Take the line that contains "box: [120, 161, 124, 178]" as the first line and the last line of the material below as the final one; reproduce exactly the lines between, inclusive.
::: DATA SHOWN :::
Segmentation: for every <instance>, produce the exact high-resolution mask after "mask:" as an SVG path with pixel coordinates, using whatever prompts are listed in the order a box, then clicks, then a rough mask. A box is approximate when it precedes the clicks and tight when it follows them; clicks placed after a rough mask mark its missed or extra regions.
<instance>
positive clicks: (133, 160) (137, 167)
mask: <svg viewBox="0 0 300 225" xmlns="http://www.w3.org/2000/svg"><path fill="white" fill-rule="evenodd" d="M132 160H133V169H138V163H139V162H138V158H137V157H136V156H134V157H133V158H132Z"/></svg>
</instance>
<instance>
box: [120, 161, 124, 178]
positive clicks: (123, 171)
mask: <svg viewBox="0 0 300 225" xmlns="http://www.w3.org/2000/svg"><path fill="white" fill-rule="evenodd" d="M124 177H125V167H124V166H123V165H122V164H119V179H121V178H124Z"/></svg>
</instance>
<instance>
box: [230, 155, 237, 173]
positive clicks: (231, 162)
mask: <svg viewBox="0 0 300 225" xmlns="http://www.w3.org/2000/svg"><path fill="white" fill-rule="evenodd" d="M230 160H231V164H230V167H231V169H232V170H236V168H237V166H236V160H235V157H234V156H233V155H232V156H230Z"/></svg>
:::
*RESPONSE TO THE TASK*
box: [120, 161, 124, 178]
positive clicks: (123, 171)
mask: <svg viewBox="0 0 300 225" xmlns="http://www.w3.org/2000/svg"><path fill="white" fill-rule="evenodd" d="M124 177H125V167H124V166H123V165H122V164H119V179H121V178H124Z"/></svg>
</instance>
<instance>
box: [230, 155, 237, 173]
positive clicks: (231, 162)
mask: <svg viewBox="0 0 300 225" xmlns="http://www.w3.org/2000/svg"><path fill="white" fill-rule="evenodd" d="M230 160H231V164H230V167H231V169H232V170H236V168H237V166H236V160H235V157H234V156H233V155H232V156H230Z"/></svg>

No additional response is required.